* **HOW TO COMPLETE THIS TASK**: Could you print the listing again exactly, omitting the pictures?

#####

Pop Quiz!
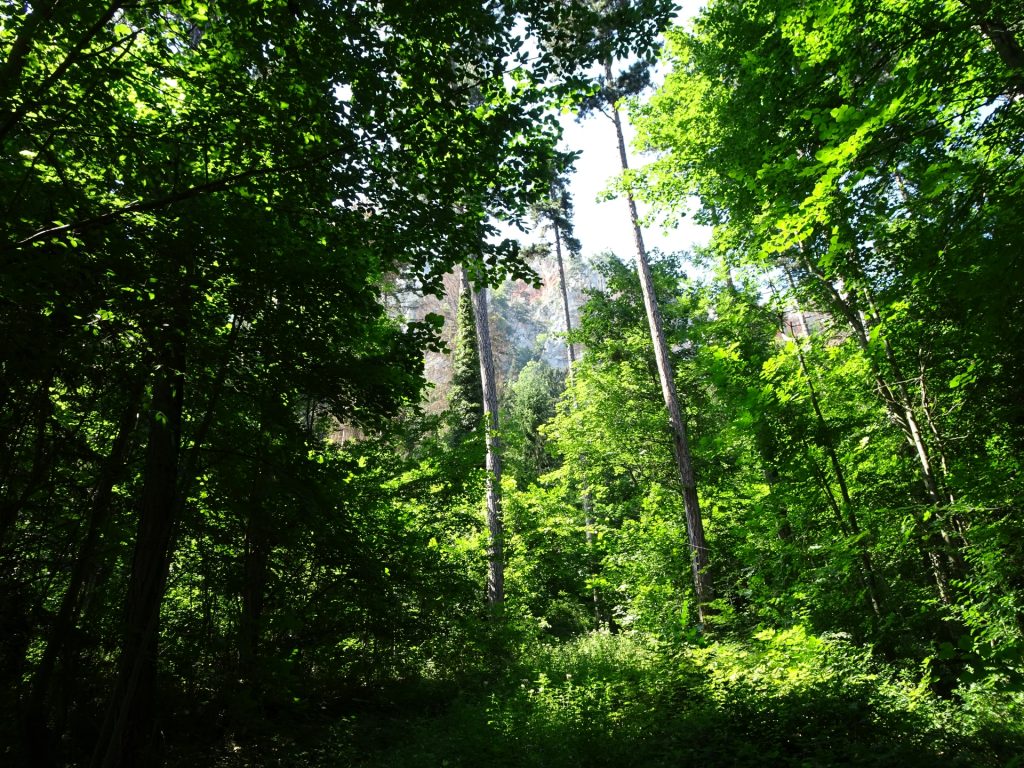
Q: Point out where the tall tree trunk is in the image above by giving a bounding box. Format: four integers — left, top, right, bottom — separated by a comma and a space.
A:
553, 220, 602, 624
239, 467, 270, 683
466, 270, 504, 607
777, 271, 883, 618
795, 254, 957, 604
553, 220, 577, 369
91, 339, 185, 768
0, 372, 56, 554
606, 63, 713, 620
25, 374, 146, 766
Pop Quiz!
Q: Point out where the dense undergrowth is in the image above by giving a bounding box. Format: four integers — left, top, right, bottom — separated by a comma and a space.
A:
169, 628, 1024, 768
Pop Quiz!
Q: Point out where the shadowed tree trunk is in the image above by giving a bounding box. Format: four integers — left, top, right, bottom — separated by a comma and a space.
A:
239, 460, 270, 683
91, 338, 184, 768
25, 374, 146, 766
466, 269, 504, 607
547, 192, 602, 622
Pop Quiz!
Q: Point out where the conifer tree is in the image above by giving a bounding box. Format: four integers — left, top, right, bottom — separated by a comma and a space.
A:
446, 272, 484, 446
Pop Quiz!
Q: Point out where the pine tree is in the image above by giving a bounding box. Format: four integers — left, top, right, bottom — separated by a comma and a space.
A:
446, 272, 484, 446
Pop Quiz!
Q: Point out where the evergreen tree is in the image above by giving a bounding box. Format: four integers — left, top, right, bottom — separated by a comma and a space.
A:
446, 273, 485, 447
504, 360, 564, 485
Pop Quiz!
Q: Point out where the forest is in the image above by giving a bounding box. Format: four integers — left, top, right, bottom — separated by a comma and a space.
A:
1, 0, 1022, 766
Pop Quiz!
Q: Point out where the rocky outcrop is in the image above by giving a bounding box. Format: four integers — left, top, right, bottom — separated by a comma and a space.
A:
396, 249, 602, 414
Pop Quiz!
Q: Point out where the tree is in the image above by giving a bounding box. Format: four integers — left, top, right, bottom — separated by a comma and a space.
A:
632, 0, 1024, 650
446, 272, 485, 448
0, 1, 604, 762
468, 270, 506, 608
582, 55, 714, 620
504, 360, 564, 485
534, 173, 584, 371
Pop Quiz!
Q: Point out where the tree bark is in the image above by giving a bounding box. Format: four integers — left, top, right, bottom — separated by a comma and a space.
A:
91, 340, 184, 768
606, 63, 713, 620
553, 220, 577, 369
0, 372, 56, 554
239, 468, 270, 682
553, 219, 602, 623
0, 2, 127, 145
976, 13, 1024, 89
466, 270, 504, 607
25, 375, 146, 766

#####

* **TASK RESPONSE**:
Pop Quiz!
Q: Point out where the tall tree trunk is in the image above by giving a bounding box. Format: four integers — left, top, right, bottom — separated by a comma and a space.
A:
553, 220, 602, 624
239, 467, 270, 683
466, 270, 504, 607
777, 271, 883, 618
795, 254, 957, 604
553, 220, 577, 369
91, 339, 185, 768
0, 372, 56, 554
606, 63, 713, 620
25, 374, 146, 766
Pop Quiz!
Q: Point out where the dense undergrowth is in the image above by giving a bounding box. Format: four integers — left, top, right, bottom — separated by a comma and a space.
A:
169, 628, 1024, 768
Pop Quiz!
Q: Point out where the shadowed tree trunk is in the image above by giving a bounding box. Format: four integers — left, top, right, bottom — separated by a comma and a space.
A:
239, 460, 270, 683
91, 338, 184, 768
25, 374, 146, 766
466, 269, 504, 607
547, 192, 602, 622
Pop Quiz!
Q: Point out where the conifer tree is in the image above by giving a bounding box. Format: four integers — left, top, right, bottom — separated by a comma and a space.
A:
446, 272, 484, 446
Pop Quiz!
Q: Point out where the pine tree is in the image above by giving a bounding box. Format: four integers — left, top, right, bottom — separated by a comma and a space.
A:
446, 272, 484, 446
Pop Quiz!
Q: Point out where the evergreen tree is in the image above by giving a bounding box. Format: four integers — left, top, right, bottom — separated by a comma and a space.
A:
446, 273, 485, 447
504, 360, 564, 485
Pop Quiz!
Q: Point out where the forest is in the image above by giving a bounding box. Format: four integers — left, top, right, bottom — separated by a comma and a space.
A:
1, 0, 1022, 766
Pop Quiz!
Q: Point out where the rocky outcrop is in the image above by giving a bounding box. Format: four integers — left, top, right, bottom — separated by a comma and a space.
A:
396, 249, 602, 414
Pop Quiz!
Q: Point out where the tree is in the image above by giving a bounding box. Format: four integers — left, top, right, bottom — separated by a comma and a space.
A:
632, 0, 1024, 650
446, 272, 485, 448
0, 1, 604, 762
468, 270, 506, 608
582, 55, 714, 620
504, 360, 564, 485
534, 173, 584, 371
Pop Quiz!
Q: Point out where the tree bark is in the image above by giving a bounding box. Format: four integers — left, top, right, bottom — separated by a comma and a space.
A:
91, 340, 184, 768
606, 63, 713, 620
553, 220, 577, 369
0, 372, 56, 554
239, 468, 270, 682
553, 219, 602, 623
0, 2, 127, 145
976, 13, 1024, 89
466, 270, 504, 607
25, 375, 146, 766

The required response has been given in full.